■ Data for processing
◇ ◇ ◇ ◇ ◇ ◇ ◇
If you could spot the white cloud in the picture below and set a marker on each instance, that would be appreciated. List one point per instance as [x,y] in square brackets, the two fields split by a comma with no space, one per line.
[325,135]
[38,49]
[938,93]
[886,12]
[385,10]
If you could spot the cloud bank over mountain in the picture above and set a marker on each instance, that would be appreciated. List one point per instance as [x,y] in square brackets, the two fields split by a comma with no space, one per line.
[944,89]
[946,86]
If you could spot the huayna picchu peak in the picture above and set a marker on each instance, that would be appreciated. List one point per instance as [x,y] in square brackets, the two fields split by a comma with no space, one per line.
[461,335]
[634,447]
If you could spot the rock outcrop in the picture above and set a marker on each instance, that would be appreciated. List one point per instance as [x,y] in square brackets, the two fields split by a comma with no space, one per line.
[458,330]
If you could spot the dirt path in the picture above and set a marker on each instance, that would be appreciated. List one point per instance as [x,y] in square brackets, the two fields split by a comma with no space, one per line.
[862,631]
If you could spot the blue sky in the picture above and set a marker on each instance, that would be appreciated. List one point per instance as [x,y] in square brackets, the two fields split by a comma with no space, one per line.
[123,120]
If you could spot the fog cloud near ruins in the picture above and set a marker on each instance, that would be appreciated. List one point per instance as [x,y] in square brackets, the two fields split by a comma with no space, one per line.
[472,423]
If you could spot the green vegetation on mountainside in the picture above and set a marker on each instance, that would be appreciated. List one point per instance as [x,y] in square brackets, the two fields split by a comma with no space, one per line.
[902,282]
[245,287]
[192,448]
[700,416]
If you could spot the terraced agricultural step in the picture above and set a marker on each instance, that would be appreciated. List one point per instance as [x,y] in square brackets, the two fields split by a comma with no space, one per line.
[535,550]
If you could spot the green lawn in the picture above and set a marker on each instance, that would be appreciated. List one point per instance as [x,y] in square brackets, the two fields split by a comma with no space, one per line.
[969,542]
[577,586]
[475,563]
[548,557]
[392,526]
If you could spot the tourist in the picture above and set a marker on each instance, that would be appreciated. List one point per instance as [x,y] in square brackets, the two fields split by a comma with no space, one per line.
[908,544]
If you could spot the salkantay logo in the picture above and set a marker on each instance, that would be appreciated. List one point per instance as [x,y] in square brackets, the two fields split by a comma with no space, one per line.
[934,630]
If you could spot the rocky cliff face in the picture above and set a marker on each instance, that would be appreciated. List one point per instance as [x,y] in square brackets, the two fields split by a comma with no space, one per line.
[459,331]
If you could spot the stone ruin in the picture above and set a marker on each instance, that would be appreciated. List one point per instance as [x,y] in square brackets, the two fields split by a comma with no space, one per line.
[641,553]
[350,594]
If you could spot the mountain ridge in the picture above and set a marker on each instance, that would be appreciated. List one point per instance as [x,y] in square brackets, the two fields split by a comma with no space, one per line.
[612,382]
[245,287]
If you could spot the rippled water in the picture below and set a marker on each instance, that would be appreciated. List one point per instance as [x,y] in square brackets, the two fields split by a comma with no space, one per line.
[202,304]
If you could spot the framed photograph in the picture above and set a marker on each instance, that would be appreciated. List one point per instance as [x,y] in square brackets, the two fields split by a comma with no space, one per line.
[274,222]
◇ ◇ ◇ ◇ ◇ ◇ ◇
Copy out every one of the rows above word for word, changing nothing.

If you could spot the white cloud in the picture below and set a marker on each instance, that would be appreciated. List one point per instance as [x,y] in square brackets, the two fields split by a comma with no space, one per line.
[325,135]
[38,49]
[938,93]
[886,12]
[385,10]
If you could spot the cloud bank over mountain in the picture above and set a marker on each instance, that would be appreciated. List one point per instance as [x,y] in square brackets, the two fields split by a comma with no space, one per line.
[944,89]
[946,86]
If you could spot the huayna picchu peak in the picture above and set a marker on each instance, that would be appreciated. List one point per instance as [x,y] in square brackets, the two fields split by a comma with no space, one per line.
[461,335]
[634,447]
If you could spot the rock outcrop in the picture above and set a marker on each instance, that would be appreciated. List one point per instance as [x,y] in square brackets, the two fields split by a comma with no space, one per line.
[458,330]
If you could spot the dirt path in the picture above and set a marker on each instance, that would be appreciated. List one point per instance as [x,y] in square brackets, the two fields split by a comma with no space, one per line.
[862,631]
If you could spot the blue sky in the picture above and set a marker on each instance, that would be appreciated. List one point per instance as [x,y] in square brackets, the two fields split by a comma with no space, one per line.
[123,120]
If you could spot the fog cloud near ruins in the picture above and set a marker on each instance, that would be appreciated. List one point per instance as [x,y] in square brackets, the two fields split by a comma with no space, one per line.
[472,423]
If you could spot the green vegetation on mountainside in the picture above and set a marker on each instance, that would be appreciated. List one point per instance as [x,y] in square brackets, the two fields split by a comma with no space, one per line.
[902,282]
[245,287]
[192,448]
[700,416]
If you could spot the terraced agricultural step in the picture above and set a marker on each instance, that would be appreciated. List one point per instance as [x,y] in square brackets, the two fields split by a comma with no space, one per line.
[535,550]
If you could spot the green lawn in the picture above and set a marker on each instance, that would be appreciated. List one point per instance as [x,y] in square brackets, the two fields split by a comma with no space, one per line.
[969,542]
[577,586]
[475,563]
[548,557]
[392,526]
If you could spot the tourist in the picture above and set a marker on each instance, that would be appreciated. List one point per instance as [x,y] in square brackets, the two fields split by a comma with no space, one per line.
[908,544]
If you could spot the salkantay logo in the picture above and set a marker on each instance, that would be appreciated. List one point per instance as [x,y] in square brackets, the two fields split by a comma with no space, one per line.
[934,630]
If you could spot the rocky cliff face in the picture above and set a marker on each instance, that would be appreciated. List one point per instance as [x,y] in square brackets, the two fields split by a comma with no space, one per line.
[459,331]
If you could spot the stone ruin in the picture above and set a marker on each instance, that would be appreciated. List one point per instance as [x,y] in square brackets, the two fields split by a comma with no space, one per line.
[641,553]
[350,594]
If you could spot the mountain ridge in the picture above and set a marker on each instance, that would be appreciated. List one point per instance as [x,y] in square brackets, the two fields split by a comma with no space, one per line.
[612,382]
[245,287]
If you could spot the rippled water in the picture below and set a marker on each instance, that would be appreciated. List one point per instance as [x,y] in square brackets, the two fields split by a comma with no space, one per line.
[202,304]
If you could spot the framed photograph in the picture above and set a marker on each instance, that would be appreciated. List one point per instance as [x,y] in square brackets, the two fields split by a comma with no space, one per line.
[274,222]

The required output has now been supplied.